(Point annotation records)
- - - - -

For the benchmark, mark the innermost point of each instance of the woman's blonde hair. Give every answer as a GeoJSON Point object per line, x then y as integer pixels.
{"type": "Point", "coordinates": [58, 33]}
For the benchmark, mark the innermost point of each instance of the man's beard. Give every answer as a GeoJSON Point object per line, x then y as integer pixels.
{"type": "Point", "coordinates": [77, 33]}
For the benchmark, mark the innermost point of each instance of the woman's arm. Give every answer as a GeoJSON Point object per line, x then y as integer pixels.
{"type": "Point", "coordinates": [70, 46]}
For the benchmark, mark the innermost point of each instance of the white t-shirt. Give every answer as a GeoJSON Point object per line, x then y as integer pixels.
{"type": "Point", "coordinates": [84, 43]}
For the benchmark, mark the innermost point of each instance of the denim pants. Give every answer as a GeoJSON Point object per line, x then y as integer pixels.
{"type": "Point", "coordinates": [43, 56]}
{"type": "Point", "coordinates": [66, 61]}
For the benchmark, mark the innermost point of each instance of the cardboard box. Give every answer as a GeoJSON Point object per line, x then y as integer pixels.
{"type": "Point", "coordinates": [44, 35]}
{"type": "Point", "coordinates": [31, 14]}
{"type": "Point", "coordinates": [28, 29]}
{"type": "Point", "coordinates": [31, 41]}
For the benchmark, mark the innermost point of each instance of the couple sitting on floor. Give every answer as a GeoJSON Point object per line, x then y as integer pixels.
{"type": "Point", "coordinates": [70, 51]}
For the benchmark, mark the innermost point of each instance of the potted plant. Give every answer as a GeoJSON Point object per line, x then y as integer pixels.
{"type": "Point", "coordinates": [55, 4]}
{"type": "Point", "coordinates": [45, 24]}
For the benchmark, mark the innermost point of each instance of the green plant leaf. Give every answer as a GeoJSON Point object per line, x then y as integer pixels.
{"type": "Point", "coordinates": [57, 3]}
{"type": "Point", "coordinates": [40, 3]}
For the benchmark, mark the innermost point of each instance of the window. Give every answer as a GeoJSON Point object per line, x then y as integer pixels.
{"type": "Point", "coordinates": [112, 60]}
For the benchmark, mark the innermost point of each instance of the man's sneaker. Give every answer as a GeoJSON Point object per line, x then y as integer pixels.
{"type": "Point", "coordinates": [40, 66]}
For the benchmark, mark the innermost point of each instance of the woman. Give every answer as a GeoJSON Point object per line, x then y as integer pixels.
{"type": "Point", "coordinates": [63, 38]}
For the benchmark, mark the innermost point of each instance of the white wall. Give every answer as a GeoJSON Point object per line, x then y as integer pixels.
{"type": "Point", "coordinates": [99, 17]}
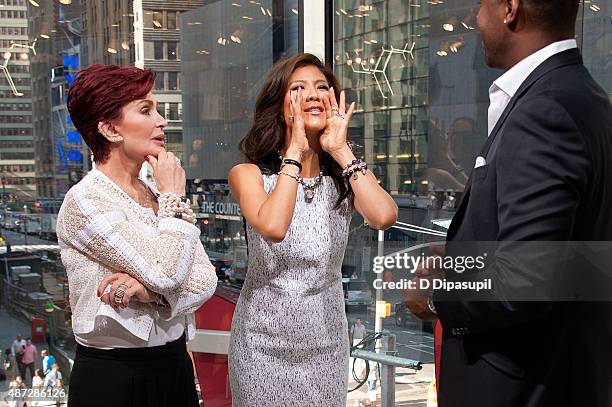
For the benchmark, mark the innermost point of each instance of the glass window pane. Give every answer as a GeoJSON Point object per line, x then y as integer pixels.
{"type": "Point", "coordinates": [173, 81]}
{"type": "Point", "coordinates": [158, 20]}
{"type": "Point", "coordinates": [148, 19]}
{"type": "Point", "coordinates": [158, 50]}
{"type": "Point", "coordinates": [159, 81]}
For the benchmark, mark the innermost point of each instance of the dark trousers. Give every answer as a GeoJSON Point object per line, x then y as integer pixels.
{"type": "Point", "coordinates": [158, 376]}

- - - - -

In the entries above, take the line containing "of the glass" and each later line through the last, and repeat them exactly. Output nothing else.

#### Task answer:
For the benchmark, mark the innermost point of each instance of the glass window pane. Give every answer as a GeoJSON Point object per line, x then y as integer pixels.
{"type": "Point", "coordinates": [173, 81]}
{"type": "Point", "coordinates": [158, 20]}
{"type": "Point", "coordinates": [148, 19]}
{"type": "Point", "coordinates": [158, 50]}
{"type": "Point", "coordinates": [159, 81]}
For the benchmark, mark the innermost point of each instance of the dark trousers. Give every answer as a GeoJSON Point object per line, x then y as integer pixels.
{"type": "Point", "coordinates": [158, 376]}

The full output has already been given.